> [PROBLEM DETAILS]
Reproduce every line of the data below without changes, leaving out the pictures.

(Bounding box annotation data)
-- START --

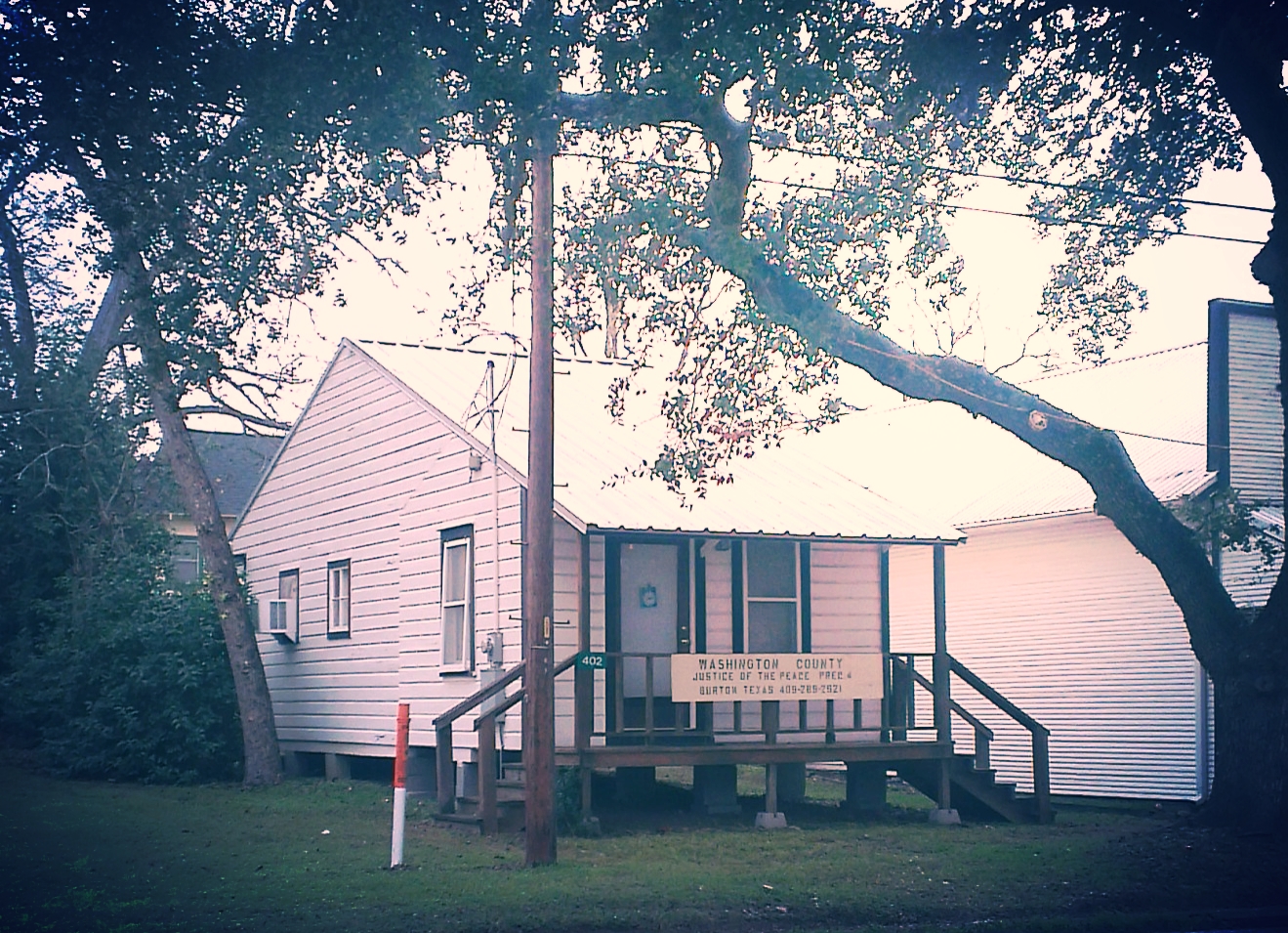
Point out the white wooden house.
[855,300,1283,800]
[233,342,1047,819]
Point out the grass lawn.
[0,768,1288,933]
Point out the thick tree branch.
[76,267,133,391]
[682,230,1239,671]
[132,300,281,784]
[0,166,36,403]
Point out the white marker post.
[389,703,411,869]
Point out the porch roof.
[349,342,964,542]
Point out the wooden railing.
[890,656,993,771]
[948,657,1053,824]
[890,652,1051,823]
[435,661,523,813]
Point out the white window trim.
[437,526,474,674]
[740,540,803,654]
[326,561,353,638]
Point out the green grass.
[0,769,1288,933]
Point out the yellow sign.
[671,654,885,702]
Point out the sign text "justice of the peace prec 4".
[671,654,884,702]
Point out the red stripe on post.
[395,703,411,788]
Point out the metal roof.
[145,431,282,516]
[348,342,962,542]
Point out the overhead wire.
[561,152,1267,246]
[765,145,1275,214]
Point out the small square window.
[326,561,351,638]
[170,537,201,582]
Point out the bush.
[0,532,242,784]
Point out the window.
[742,538,801,654]
[170,537,201,582]
[439,526,474,671]
[262,570,300,643]
[326,561,349,638]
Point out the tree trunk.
[1200,4,1288,831]
[1206,623,1288,832]
[133,303,282,785]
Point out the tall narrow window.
[439,526,474,671]
[268,570,300,643]
[326,561,349,638]
[743,538,800,654]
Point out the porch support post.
[934,544,953,742]
[756,700,787,829]
[930,544,961,825]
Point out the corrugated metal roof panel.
[360,342,962,541]
[818,343,1215,527]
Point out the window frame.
[437,525,476,674]
[170,533,205,584]
[326,558,353,638]
[268,567,300,645]
[739,538,805,655]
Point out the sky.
[234,138,1272,518]
[271,140,1272,391]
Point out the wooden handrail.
[474,654,577,732]
[892,655,993,741]
[435,661,525,730]
[948,657,1054,824]
[948,657,1051,736]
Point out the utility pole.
[523,34,559,866]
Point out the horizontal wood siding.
[809,542,881,738]
[554,518,581,747]
[890,516,1202,799]
[235,351,520,754]
[1230,314,1284,502]
[1221,550,1283,607]
[590,534,608,735]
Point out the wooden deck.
[555,742,953,768]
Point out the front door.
[609,541,687,730]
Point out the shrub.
[0,532,241,784]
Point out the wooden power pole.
[523,117,558,866]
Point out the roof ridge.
[1015,339,1207,385]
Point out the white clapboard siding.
[702,541,741,732]
[235,349,520,755]
[1221,550,1283,609]
[554,518,581,747]
[590,534,608,735]
[1230,314,1284,502]
[703,542,881,736]
[890,514,1206,799]
[813,542,881,740]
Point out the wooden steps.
[435,763,526,833]
[897,754,1039,824]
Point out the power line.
[561,152,1265,246]
[765,139,1275,214]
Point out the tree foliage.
[5,0,1288,823]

-- END --

> [OUTPUT OF THE EXERCISE]
Point out the white wooden house.
[855,300,1283,800]
[233,342,1047,819]
Point out the grass lawn.
[0,768,1288,933]
Point out the thick tree branch.
[76,267,133,391]
[682,230,1239,671]
[132,300,281,784]
[0,166,36,403]
Point out the white marker post.
[389,703,411,869]
Point out the porch roof.
[349,342,964,542]
Point out the wooden railing.
[890,656,993,771]
[948,657,1053,824]
[890,652,1051,823]
[435,661,523,813]
Point out the white window trim.
[437,526,474,674]
[740,540,803,654]
[326,561,353,638]
Point out the green grass.
[0,769,1288,933]
Point out the yellow sign.
[671,654,885,702]
Point out the sign text "justice of the peace prec 4".
[671,654,884,702]
Point out the red stripe on post.
[395,703,411,788]
Point out the metal roof.
[145,431,282,516]
[348,342,962,542]
Point out the overhead wire.
[561,152,1267,246]
[765,145,1275,214]
Point out the small square window.
[326,561,351,638]
[170,537,201,582]
Point out the bush.
[0,532,242,784]
Point out the window.
[742,538,801,654]
[170,537,201,582]
[439,526,474,671]
[262,570,300,643]
[326,561,349,638]
Point out the tree trunk.
[1200,4,1288,831]
[1206,623,1288,832]
[133,303,282,785]
Point out the tall narrow window.
[439,526,474,671]
[268,570,300,643]
[326,561,349,638]
[743,538,800,654]
Point out the porch support post.
[934,544,953,742]
[756,700,787,829]
[930,544,961,825]
Point out the corrugated metal roof panel.
[360,342,962,541]
[818,343,1215,527]
Point out the window frame.
[437,525,476,674]
[170,533,205,584]
[326,558,353,638]
[268,567,300,645]
[739,538,805,655]
Point out the sky.
[234,138,1272,518]
[271,140,1272,391]
Point out the wooden handrail.
[474,654,577,732]
[892,655,993,741]
[435,661,525,730]
[948,657,1054,824]
[948,657,1051,736]
Point out the utility pole.
[523,34,559,866]
Point out the horizontal wood siding.
[809,542,881,738]
[554,518,581,747]
[890,516,1202,799]
[235,351,520,754]
[1230,314,1284,502]
[1221,550,1283,607]
[590,534,608,735]
Point out the wooden deck.
[555,742,953,768]
Point out the front door.
[609,541,687,730]
Point out the shrub.
[0,532,241,784]
Point out the wooden power pole.
[523,117,558,866]
Point out the roof ridge.
[1015,339,1207,385]
Point out the white clapboard siding.
[702,541,741,732]
[235,349,520,755]
[1221,550,1283,609]
[554,518,581,747]
[590,534,608,735]
[1230,314,1284,502]
[703,542,881,736]
[890,514,1206,799]
[813,542,881,740]
Point out the wooden steps.
[435,763,526,833]
[897,754,1039,824]
Point out the power line.
[561,152,1265,246]
[765,139,1275,214]
Point out the tree foliage.
[5,0,1288,823]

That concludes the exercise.